◆ OBJECTIVE
Copy out each of the lines that follow, word for word and unchanged.

↓↓↓

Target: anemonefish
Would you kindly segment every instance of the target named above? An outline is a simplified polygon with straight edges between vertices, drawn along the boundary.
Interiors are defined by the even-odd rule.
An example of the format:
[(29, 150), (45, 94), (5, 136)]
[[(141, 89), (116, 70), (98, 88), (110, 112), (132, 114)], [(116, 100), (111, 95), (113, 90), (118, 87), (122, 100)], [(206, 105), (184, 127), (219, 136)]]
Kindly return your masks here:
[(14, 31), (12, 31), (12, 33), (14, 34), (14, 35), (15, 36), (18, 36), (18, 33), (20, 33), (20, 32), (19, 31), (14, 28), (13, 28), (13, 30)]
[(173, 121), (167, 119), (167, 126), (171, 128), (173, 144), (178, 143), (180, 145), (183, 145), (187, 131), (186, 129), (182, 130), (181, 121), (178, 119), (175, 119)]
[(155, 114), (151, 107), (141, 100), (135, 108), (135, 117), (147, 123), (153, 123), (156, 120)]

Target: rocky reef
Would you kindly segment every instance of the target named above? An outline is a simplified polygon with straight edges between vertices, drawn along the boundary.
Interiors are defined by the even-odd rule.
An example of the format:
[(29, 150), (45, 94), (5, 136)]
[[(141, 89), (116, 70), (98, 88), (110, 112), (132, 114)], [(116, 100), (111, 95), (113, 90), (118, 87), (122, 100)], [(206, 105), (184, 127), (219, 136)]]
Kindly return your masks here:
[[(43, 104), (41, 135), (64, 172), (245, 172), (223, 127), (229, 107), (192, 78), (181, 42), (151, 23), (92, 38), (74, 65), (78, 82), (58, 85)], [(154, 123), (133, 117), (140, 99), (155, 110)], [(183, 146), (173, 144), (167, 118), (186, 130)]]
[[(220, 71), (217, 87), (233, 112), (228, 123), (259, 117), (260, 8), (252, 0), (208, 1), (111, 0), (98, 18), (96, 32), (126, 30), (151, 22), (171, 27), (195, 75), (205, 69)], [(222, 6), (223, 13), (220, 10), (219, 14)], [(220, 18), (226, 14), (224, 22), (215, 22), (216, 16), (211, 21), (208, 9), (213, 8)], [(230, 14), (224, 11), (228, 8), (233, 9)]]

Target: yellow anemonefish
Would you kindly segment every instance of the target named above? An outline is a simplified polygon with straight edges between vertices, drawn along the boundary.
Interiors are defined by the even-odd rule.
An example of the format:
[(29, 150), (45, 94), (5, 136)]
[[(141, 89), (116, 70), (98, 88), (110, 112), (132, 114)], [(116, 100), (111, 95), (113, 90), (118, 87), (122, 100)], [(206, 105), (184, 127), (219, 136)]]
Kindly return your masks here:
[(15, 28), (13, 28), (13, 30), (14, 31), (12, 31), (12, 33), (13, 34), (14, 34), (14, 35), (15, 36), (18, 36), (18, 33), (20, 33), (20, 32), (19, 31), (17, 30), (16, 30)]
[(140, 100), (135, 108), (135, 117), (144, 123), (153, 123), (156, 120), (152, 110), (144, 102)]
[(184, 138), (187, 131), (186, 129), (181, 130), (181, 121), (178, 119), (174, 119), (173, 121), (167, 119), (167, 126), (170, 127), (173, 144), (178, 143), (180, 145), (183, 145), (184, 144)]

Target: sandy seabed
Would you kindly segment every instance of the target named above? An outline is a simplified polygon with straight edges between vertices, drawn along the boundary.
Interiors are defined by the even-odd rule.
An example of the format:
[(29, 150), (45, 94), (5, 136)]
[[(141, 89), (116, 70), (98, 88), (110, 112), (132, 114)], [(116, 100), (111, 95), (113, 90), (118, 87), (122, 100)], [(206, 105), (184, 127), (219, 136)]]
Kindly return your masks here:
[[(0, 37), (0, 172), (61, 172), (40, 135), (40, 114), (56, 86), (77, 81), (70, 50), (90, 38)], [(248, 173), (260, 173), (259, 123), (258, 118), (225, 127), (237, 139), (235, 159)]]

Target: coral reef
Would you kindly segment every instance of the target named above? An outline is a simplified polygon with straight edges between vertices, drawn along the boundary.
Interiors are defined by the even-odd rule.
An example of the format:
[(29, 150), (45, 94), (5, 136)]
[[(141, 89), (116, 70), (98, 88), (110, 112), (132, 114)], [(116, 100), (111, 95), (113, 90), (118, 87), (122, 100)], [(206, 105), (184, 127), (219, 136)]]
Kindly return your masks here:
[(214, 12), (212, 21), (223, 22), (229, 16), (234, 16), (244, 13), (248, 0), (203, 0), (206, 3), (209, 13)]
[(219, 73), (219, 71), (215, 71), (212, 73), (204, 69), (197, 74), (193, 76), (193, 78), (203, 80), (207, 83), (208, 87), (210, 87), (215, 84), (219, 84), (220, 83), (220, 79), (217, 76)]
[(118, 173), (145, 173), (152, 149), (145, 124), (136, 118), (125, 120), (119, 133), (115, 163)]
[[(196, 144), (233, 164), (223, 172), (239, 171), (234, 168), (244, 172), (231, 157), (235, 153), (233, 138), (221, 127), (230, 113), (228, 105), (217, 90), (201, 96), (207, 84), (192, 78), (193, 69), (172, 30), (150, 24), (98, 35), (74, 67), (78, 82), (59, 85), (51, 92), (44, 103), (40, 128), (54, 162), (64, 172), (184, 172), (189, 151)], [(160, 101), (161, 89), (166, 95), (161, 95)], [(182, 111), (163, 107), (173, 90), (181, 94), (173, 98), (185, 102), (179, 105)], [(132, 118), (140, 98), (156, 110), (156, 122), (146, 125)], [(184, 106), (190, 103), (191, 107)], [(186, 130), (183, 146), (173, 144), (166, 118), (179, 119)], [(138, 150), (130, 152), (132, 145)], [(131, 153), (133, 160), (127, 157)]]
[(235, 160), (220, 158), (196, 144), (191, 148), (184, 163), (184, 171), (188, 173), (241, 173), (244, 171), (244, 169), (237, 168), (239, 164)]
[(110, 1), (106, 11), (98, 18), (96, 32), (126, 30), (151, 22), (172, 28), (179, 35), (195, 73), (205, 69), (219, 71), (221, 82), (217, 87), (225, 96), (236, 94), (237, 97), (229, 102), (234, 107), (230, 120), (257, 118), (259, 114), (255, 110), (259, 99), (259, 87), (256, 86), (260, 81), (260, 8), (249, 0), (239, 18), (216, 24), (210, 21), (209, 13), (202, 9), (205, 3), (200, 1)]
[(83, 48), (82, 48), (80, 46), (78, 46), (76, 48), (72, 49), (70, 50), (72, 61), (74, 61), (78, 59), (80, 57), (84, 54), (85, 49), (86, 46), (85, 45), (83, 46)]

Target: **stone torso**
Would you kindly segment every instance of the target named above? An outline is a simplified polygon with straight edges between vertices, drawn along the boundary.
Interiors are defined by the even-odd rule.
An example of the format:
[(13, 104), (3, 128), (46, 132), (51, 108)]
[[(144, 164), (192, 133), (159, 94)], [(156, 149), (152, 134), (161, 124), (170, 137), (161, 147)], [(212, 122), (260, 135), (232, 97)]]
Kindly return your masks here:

↑↑↑

◆ CORRECT OUTPUT
Target: anemonefish
Would you kindly segment every instance of the target named above? An outline is a simplified polygon with straight edges between vertices, drawn along the boundary.
Interiors are defined by the even-odd rule.
An example of the format:
[(29, 150), (45, 94), (5, 136)]
[[(141, 89), (116, 70), (98, 88), (110, 112), (132, 114)], [(116, 100), (111, 95), (113, 90), (118, 87), (122, 100)], [(206, 105), (184, 127), (219, 136)]]
Kindly return your masks here:
[(14, 31), (12, 31), (12, 33), (14, 34), (14, 35), (15, 36), (18, 36), (18, 33), (20, 33), (20, 32), (19, 31), (14, 28), (13, 28), (13, 30)]
[(173, 121), (167, 119), (167, 126), (171, 128), (173, 144), (178, 143), (180, 145), (183, 145), (187, 131), (186, 129), (182, 130), (181, 121), (178, 119), (175, 119)]
[(155, 114), (151, 107), (141, 100), (135, 108), (135, 117), (147, 123), (153, 123), (156, 120)]

Target: rocky reef
Would you kindly segment every instance of the target named above? An outline is a simplified polygon with straight edges between vertices, drawn along the boundary.
Interiors are defined by the even-odd rule.
An example of the format:
[(29, 150), (45, 94), (5, 136)]
[[(141, 89), (116, 70), (98, 88), (110, 112), (132, 114)], [(116, 100), (111, 95), (113, 90), (118, 87), (122, 100)], [(206, 105), (184, 127), (219, 136)]]
Kindly return your masks here:
[[(43, 104), (41, 135), (64, 172), (245, 172), (223, 127), (229, 107), (192, 78), (181, 42), (151, 23), (92, 38), (74, 65), (78, 82), (58, 85)], [(154, 123), (133, 117), (140, 99), (155, 110)], [(183, 146), (173, 144), (167, 118), (186, 130)]]
[[(220, 71), (217, 87), (233, 112), (228, 123), (259, 117), (260, 8), (252, 0), (208, 1), (111, 0), (98, 18), (96, 32), (126, 30), (151, 22), (171, 27), (195, 75), (205, 69)], [(222, 6), (223, 13), (220, 10), (219, 14)], [(220, 18), (226, 14), (224, 22), (215, 22), (216, 16), (211, 21), (208, 9), (213, 8)], [(230, 14), (224, 11), (228, 8), (233, 9)]]

Target: yellow anemonefish
Would you kindly segment every instance of the target named above? An outline is a simplified polygon with straight edges between vertices, drawn along the boundary.
Interiors are defined by the even-odd rule.
An example of the format:
[(29, 150), (45, 94), (5, 136)]
[[(141, 89), (116, 70), (98, 88), (110, 112), (132, 114)], [(116, 100), (111, 95), (113, 90), (118, 87), (122, 100)], [(206, 105), (184, 127), (219, 136)]]
Kindly return your masks here:
[(15, 28), (13, 28), (13, 30), (14, 31), (12, 31), (12, 33), (13, 34), (14, 34), (14, 35), (15, 36), (18, 36), (18, 33), (20, 33), (20, 32), (19, 31), (17, 30), (16, 30)]
[(140, 100), (135, 108), (135, 117), (144, 123), (153, 123), (156, 120), (152, 110), (144, 102)]
[(184, 138), (187, 131), (186, 129), (181, 130), (181, 121), (178, 119), (174, 119), (173, 121), (167, 119), (167, 126), (170, 127), (173, 144), (178, 143), (180, 145), (183, 145), (184, 144)]

Target: sandy seabed
Would you kindly segment every instance of the target named above? An outline is a simplified polygon with straight edges between vertices, drawn along the boundary.
Interiors are defined by the even-odd rule.
An example of the format:
[(29, 150), (45, 94), (5, 136)]
[[(141, 89), (116, 70), (98, 88), (110, 112), (132, 114)], [(116, 100), (111, 95), (113, 90), (118, 87), (122, 100)], [(206, 105), (184, 127), (219, 136)]]
Kindly return your masks here:
[[(0, 37), (0, 172), (61, 172), (40, 135), (40, 114), (56, 86), (77, 81), (70, 50), (90, 38)], [(248, 173), (260, 173), (259, 123), (258, 118), (225, 127), (237, 139), (235, 159)]]

Target: coral reef
Would you kindly segment every instance of the target named above? An outline is a simplified polygon with straight edges between vertices, drawn along the boundary.
Interiors are defined by the even-odd rule.
An example of the format:
[(29, 150), (45, 94), (5, 136)]
[[(141, 89), (116, 70), (98, 88), (110, 112), (132, 114)], [(116, 100), (111, 95), (113, 90), (118, 87), (122, 100)], [(206, 105), (184, 127), (219, 136)]]
Kindly return your masks here:
[(214, 12), (212, 21), (223, 22), (229, 16), (234, 16), (244, 13), (248, 0), (203, 0), (206, 3), (209, 13)]
[(219, 73), (219, 71), (215, 71), (212, 73), (204, 69), (197, 74), (193, 76), (193, 78), (203, 80), (207, 83), (208, 87), (210, 87), (215, 84), (219, 84), (220, 83), (220, 79), (217, 76)]
[(118, 173), (145, 173), (152, 149), (145, 124), (136, 118), (125, 120), (119, 133), (115, 163)]
[[(196, 144), (233, 164), (223, 172), (239, 171), (234, 168), (244, 172), (231, 157), (235, 153), (233, 138), (221, 127), (230, 113), (228, 105), (217, 90), (201, 96), (207, 84), (192, 78), (193, 69), (172, 30), (150, 24), (98, 35), (74, 67), (78, 82), (59, 85), (51, 92), (44, 103), (40, 128), (54, 162), (64, 172), (184, 172), (189, 151)], [(160, 101), (161, 89), (166, 95), (161, 95)], [(182, 111), (163, 107), (173, 90), (181, 94), (173, 98), (185, 102), (179, 105)], [(132, 118), (140, 98), (156, 110), (156, 122), (146, 125)], [(184, 106), (190, 103), (191, 107)], [(186, 130), (183, 146), (173, 144), (166, 118), (179, 119)], [(138, 150), (130, 152), (132, 145)], [(131, 153), (133, 160), (127, 157)]]
[(235, 160), (220, 158), (196, 144), (191, 148), (184, 163), (184, 171), (188, 173), (241, 173), (244, 171), (244, 169), (237, 168), (239, 164)]
[(110, 1), (106, 11), (98, 18), (96, 32), (126, 30), (151, 22), (172, 28), (179, 35), (195, 73), (205, 69), (219, 71), (221, 82), (217, 87), (225, 96), (236, 94), (237, 97), (229, 102), (234, 107), (230, 120), (257, 118), (259, 114), (255, 110), (259, 99), (259, 87), (256, 86), (260, 81), (260, 8), (249, 0), (239, 18), (216, 24), (210, 21), (209, 13), (202, 9), (205, 3), (200, 1)]
[(83, 48), (82, 48), (80, 46), (78, 46), (76, 48), (72, 49), (70, 50), (72, 61), (74, 61), (78, 59), (80, 57), (84, 54), (85, 49), (86, 46), (85, 45), (83, 46)]

Target: **stone torso**
Would you kindly segment every instance of the target named above? An outline is a simplified polygon with straight edges between vertices, drawn along the boundary.
Interiors are defined by the even-odd rule.
An example of the format:
[(13, 104), (3, 128), (46, 132), (51, 108)]
[[(144, 164), (192, 133), (159, 94)], [(156, 149), (152, 134), (161, 124), (170, 137), (161, 147)], [(212, 122), (260, 135), (232, 97)]]
Kindly return your masks here:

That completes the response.